* Written task
Copy the listing below word for word, starting at its first line and ending with the line that contains "354 236 362 247", with both of those lines included.

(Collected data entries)
= = = =

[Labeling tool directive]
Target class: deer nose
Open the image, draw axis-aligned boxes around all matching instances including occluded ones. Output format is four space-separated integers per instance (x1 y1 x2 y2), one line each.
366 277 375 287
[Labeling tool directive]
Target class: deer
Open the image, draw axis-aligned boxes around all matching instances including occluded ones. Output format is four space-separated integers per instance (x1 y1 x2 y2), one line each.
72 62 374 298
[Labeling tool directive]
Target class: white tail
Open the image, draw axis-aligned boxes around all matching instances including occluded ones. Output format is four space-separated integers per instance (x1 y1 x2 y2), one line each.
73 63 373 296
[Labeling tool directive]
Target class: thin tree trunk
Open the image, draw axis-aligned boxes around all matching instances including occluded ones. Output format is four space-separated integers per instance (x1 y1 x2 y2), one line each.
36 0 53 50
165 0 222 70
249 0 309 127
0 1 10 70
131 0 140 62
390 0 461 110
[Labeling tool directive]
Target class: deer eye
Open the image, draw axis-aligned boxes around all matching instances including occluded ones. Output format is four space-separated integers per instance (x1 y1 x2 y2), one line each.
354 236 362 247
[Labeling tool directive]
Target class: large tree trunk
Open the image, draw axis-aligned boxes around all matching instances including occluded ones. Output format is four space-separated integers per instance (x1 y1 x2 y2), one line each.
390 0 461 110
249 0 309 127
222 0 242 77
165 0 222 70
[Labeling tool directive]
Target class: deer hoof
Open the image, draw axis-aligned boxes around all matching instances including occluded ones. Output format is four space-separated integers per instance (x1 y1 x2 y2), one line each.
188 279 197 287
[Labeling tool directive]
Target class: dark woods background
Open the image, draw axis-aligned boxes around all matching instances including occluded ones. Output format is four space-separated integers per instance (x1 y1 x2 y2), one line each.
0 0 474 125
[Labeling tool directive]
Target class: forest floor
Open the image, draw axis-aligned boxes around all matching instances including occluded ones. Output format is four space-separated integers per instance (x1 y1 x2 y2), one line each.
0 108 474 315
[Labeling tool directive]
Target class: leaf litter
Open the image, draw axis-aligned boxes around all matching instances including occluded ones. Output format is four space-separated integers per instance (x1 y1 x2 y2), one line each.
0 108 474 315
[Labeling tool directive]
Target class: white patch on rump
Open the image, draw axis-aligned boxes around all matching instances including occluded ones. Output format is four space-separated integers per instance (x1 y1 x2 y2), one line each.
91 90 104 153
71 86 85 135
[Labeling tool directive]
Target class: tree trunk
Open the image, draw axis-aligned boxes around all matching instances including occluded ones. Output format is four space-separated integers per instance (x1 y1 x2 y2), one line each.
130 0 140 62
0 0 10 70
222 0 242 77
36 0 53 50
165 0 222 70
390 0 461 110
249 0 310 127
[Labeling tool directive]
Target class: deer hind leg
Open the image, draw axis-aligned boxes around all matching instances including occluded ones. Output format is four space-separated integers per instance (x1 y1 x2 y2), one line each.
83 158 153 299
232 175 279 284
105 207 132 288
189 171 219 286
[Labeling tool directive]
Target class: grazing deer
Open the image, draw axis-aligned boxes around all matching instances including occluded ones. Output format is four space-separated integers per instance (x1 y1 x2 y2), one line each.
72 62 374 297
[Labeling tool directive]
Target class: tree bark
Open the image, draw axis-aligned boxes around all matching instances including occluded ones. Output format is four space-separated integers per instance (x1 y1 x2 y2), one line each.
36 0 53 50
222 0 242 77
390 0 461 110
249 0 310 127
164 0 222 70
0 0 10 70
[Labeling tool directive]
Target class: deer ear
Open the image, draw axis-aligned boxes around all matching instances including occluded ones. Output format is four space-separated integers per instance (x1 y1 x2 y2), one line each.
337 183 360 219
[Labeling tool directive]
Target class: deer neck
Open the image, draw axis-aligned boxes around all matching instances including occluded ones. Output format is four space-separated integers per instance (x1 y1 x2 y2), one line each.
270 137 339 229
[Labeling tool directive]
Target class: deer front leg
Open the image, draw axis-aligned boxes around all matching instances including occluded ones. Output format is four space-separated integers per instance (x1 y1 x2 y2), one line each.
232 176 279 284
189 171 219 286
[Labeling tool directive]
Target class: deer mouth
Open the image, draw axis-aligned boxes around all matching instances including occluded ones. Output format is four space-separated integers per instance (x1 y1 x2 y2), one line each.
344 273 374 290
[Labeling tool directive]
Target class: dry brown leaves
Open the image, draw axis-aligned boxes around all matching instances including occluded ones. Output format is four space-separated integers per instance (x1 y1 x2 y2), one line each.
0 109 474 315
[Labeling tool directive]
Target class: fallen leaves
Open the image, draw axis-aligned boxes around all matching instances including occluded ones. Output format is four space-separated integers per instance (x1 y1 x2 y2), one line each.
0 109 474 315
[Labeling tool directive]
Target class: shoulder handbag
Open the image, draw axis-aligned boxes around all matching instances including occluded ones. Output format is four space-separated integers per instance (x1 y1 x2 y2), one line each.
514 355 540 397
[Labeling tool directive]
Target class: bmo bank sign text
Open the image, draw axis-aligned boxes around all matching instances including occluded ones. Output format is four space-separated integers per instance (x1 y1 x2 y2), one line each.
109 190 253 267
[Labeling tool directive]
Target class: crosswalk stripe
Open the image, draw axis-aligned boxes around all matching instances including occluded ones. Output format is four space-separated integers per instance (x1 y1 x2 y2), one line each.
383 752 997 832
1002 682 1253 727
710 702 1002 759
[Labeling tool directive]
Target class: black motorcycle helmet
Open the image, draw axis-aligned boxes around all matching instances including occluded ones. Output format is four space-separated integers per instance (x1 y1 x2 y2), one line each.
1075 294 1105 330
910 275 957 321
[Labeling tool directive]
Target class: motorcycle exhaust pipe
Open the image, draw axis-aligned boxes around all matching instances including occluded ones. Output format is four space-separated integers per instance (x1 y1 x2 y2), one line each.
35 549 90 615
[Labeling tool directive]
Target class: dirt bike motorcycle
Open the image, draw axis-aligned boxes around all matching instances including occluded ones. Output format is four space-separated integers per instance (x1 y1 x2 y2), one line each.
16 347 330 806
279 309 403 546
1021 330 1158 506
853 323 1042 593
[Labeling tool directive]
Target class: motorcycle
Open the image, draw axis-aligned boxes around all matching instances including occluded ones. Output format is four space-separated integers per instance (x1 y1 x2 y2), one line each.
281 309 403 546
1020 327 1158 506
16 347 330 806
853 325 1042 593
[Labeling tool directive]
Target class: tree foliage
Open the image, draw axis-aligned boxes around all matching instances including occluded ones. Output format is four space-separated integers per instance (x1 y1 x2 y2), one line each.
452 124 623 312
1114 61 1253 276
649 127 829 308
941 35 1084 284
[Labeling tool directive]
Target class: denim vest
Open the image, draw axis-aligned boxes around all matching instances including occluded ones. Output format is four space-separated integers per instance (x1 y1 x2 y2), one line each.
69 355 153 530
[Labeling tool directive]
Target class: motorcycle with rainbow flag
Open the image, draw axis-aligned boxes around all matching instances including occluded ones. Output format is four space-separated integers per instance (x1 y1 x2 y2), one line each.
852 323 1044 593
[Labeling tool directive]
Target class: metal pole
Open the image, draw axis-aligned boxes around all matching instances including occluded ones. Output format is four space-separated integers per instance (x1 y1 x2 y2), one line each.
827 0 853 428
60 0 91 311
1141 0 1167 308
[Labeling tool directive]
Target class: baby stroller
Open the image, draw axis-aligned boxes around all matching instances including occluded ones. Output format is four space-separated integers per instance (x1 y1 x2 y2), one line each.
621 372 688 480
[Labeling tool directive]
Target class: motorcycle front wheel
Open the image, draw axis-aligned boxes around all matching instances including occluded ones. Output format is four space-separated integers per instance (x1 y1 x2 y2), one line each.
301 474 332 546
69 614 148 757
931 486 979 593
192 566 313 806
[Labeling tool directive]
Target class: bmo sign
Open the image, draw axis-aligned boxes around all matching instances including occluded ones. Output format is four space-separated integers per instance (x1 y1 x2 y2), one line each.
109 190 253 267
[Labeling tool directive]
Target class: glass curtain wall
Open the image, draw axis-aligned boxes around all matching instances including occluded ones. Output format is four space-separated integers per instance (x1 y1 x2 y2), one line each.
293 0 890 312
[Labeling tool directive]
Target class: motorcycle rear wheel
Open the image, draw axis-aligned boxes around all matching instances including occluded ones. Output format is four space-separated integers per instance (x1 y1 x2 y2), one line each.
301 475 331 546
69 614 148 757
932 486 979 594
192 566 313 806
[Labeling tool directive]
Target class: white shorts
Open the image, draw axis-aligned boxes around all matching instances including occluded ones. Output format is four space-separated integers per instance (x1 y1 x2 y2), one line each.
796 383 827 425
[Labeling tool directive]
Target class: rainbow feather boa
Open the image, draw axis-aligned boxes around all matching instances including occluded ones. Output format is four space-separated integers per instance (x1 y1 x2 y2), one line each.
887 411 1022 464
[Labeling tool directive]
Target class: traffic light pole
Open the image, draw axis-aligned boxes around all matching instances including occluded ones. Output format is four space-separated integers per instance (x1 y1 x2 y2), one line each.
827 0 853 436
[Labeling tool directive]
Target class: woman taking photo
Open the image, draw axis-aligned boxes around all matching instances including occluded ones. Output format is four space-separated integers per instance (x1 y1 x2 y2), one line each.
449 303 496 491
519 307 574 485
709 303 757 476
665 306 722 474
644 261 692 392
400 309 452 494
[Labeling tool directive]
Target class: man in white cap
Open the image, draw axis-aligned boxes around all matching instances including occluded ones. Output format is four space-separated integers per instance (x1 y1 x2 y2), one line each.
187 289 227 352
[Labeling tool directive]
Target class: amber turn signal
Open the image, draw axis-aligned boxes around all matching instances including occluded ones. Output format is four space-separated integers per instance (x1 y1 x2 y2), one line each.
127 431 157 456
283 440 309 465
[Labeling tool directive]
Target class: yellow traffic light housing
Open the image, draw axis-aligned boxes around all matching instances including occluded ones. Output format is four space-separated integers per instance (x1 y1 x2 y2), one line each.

= = = =

* The reply
[Labeling tool directive]
Target class: deer nose
Open the image, draw axis-aligned boxes around all matching instances including occluded ones. Output format is four space-separated integers per instance (x1 y1 x2 y2), one line each.
366 277 375 287
[Labeling tool directive]
Target class: deer
Open the image, draw axis-aligned boxes around all matching instances including occluded ones. Output format is four space-separated integers per instance (x1 y1 x2 y2), one line each.
72 62 374 298
[Labeling tool directive]
Target class: white tail
Open the image, draw axis-aligned boxes around all matching instances including occluded ones. Output format is four space-separated integers per instance (x1 y1 x2 y2), one line each.
73 63 373 296
[Labeling tool directive]
Target class: thin tree trunk
Open the image, draw axis-aligned boxes around all matching instances including occluded ones. Output format is four space-separated integers per instance (x1 y1 x2 y2), one line each.
36 0 53 50
165 0 222 70
249 0 309 127
0 1 10 70
131 0 140 62
390 0 461 110
[Labeling tool directive]
Target class: deer eye
Open the image, draw axis-aligned boxes around all matching instances including occluded ones. Output format is four space-separated integers per instance (x1 y1 x2 y2), one line each.
354 236 362 247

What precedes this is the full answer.